'''

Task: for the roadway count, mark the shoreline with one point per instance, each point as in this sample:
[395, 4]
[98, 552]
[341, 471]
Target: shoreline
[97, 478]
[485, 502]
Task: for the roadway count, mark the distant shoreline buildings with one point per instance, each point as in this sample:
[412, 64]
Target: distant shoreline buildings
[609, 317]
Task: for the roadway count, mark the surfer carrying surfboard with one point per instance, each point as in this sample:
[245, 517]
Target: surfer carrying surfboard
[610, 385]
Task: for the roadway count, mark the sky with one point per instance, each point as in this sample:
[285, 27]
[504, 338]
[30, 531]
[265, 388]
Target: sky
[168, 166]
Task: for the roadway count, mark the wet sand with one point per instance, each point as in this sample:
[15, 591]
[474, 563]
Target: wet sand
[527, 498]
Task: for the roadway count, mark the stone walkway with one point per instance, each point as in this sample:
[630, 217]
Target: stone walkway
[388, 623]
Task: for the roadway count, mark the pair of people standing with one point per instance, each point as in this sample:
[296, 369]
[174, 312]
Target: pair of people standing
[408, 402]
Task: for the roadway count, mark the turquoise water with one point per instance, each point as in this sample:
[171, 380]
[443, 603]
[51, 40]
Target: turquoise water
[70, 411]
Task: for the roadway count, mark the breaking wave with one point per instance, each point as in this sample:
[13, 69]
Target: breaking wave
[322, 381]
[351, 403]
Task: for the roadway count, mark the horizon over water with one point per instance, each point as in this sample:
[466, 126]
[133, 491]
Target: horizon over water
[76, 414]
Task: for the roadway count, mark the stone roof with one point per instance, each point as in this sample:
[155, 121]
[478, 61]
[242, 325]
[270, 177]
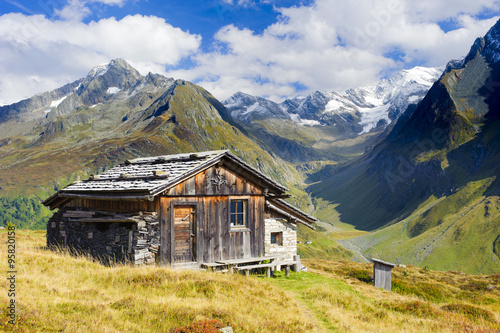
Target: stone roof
[143, 178]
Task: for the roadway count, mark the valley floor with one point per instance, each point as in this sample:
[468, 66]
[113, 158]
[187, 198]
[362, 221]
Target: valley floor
[56, 292]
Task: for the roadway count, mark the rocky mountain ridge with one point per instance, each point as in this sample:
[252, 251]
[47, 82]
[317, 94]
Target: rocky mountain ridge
[363, 109]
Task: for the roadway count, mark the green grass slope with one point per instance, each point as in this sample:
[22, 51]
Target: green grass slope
[451, 235]
[56, 292]
[67, 147]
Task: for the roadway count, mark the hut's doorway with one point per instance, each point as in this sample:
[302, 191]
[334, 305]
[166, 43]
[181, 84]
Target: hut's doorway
[184, 234]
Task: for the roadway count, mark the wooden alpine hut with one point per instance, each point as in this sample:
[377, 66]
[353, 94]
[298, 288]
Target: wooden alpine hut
[177, 210]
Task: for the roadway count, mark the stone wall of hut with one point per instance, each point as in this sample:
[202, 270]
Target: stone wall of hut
[107, 236]
[280, 238]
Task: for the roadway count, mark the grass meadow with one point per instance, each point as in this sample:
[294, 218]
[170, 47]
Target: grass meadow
[57, 292]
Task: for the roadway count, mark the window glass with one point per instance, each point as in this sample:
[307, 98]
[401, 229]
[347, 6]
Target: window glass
[238, 214]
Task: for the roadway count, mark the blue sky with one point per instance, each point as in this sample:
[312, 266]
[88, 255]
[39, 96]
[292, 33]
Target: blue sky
[271, 48]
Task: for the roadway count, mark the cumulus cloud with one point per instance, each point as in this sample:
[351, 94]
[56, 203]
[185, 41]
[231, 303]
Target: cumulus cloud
[338, 44]
[39, 54]
[325, 45]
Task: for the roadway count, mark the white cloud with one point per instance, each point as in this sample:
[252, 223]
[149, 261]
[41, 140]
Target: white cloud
[329, 45]
[337, 44]
[40, 54]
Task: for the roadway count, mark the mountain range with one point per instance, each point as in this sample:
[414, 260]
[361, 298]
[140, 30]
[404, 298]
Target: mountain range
[331, 126]
[430, 189]
[411, 159]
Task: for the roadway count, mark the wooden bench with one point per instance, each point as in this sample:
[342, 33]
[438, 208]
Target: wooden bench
[269, 268]
[215, 267]
[237, 263]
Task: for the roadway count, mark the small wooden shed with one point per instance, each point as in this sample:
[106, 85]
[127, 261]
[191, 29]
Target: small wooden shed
[183, 209]
[382, 274]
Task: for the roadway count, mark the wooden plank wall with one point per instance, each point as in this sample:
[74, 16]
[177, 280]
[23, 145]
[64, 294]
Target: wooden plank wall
[118, 206]
[211, 192]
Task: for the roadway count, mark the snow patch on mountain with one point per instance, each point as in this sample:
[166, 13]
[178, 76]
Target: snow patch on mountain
[305, 122]
[113, 90]
[365, 108]
[375, 103]
[56, 103]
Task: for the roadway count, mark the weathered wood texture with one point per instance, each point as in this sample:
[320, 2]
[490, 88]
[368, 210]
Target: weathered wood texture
[215, 181]
[215, 239]
[118, 206]
[209, 193]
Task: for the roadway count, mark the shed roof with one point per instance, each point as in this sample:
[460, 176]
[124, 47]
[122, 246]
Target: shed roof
[144, 178]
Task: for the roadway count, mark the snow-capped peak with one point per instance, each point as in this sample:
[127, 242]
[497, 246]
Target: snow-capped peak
[365, 108]
[386, 100]
[99, 70]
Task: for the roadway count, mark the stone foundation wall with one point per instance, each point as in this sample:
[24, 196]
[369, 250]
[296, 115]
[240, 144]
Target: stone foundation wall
[287, 245]
[135, 240]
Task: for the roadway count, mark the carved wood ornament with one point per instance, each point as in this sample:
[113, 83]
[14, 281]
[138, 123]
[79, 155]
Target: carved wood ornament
[219, 180]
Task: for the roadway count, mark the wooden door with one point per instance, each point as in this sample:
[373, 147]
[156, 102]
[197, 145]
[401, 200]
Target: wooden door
[184, 234]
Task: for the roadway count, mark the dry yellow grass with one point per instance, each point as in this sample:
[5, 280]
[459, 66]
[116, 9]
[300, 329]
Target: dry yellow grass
[57, 292]
[60, 293]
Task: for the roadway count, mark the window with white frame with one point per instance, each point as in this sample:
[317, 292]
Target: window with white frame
[238, 213]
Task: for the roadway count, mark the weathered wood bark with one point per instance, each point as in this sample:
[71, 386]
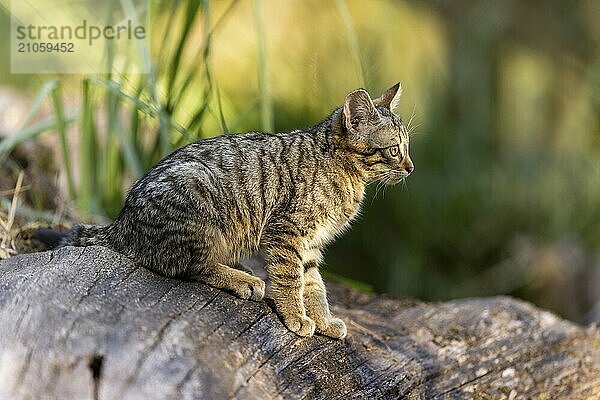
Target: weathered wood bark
[85, 323]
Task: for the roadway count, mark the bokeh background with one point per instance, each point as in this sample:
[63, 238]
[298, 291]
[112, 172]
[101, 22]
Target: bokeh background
[503, 98]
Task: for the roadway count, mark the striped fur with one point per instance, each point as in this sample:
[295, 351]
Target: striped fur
[208, 205]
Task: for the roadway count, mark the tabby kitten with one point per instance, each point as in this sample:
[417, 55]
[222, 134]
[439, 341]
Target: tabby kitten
[214, 202]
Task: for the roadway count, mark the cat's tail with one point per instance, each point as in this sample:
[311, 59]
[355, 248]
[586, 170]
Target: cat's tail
[79, 235]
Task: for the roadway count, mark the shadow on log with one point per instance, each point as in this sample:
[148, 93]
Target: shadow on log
[85, 323]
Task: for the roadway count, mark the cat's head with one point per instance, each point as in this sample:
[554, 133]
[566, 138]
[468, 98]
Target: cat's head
[377, 135]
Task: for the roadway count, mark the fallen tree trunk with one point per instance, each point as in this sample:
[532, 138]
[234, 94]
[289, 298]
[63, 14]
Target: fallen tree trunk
[85, 323]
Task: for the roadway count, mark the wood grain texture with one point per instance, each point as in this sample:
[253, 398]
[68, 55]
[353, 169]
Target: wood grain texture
[85, 323]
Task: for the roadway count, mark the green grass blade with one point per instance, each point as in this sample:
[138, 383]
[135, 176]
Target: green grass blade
[352, 39]
[61, 129]
[266, 103]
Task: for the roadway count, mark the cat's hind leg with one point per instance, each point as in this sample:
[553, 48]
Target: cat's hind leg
[238, 282]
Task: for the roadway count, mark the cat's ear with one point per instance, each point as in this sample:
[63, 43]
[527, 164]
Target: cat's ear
[390, 98]
[359, 111]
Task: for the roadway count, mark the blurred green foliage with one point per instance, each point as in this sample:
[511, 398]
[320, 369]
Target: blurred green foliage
[505, 95]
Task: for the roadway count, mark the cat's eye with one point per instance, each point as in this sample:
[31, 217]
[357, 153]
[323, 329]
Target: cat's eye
[395, 151]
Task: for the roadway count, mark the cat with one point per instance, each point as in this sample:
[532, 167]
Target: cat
[209, 204]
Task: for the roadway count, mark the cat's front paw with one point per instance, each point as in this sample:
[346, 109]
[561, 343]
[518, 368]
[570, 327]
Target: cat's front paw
[300, 325]
[252, 288]
[334, 327]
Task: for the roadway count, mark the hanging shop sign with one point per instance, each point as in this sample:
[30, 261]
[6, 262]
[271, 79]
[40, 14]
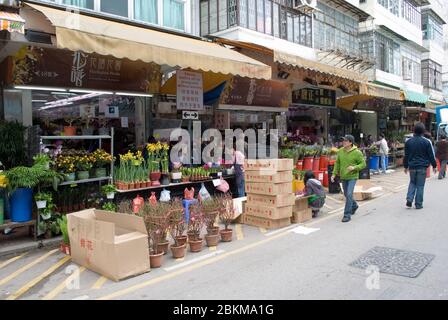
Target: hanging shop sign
[190, 92]
[317, 97]
[255, 92]
[63, 68]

'''

▶ **WHAT YOU SHOULD DO**:
The lines needed are those from the one containing "Task: for the roadway count, mark the hanging" through the end of the listing, given again word for word and without any picture.

▶ **SOLUTION FOR THIS TASK**:
Task: for the roadway count, mark the hanging shop sign with one point per instance, each point as in this sample:
[30, 261]
[6, 262]
[271, 79]
[40, 14]
Target: hanging shop sign
[190, 92]
[317, 97]
[255, 92]
[63, 68]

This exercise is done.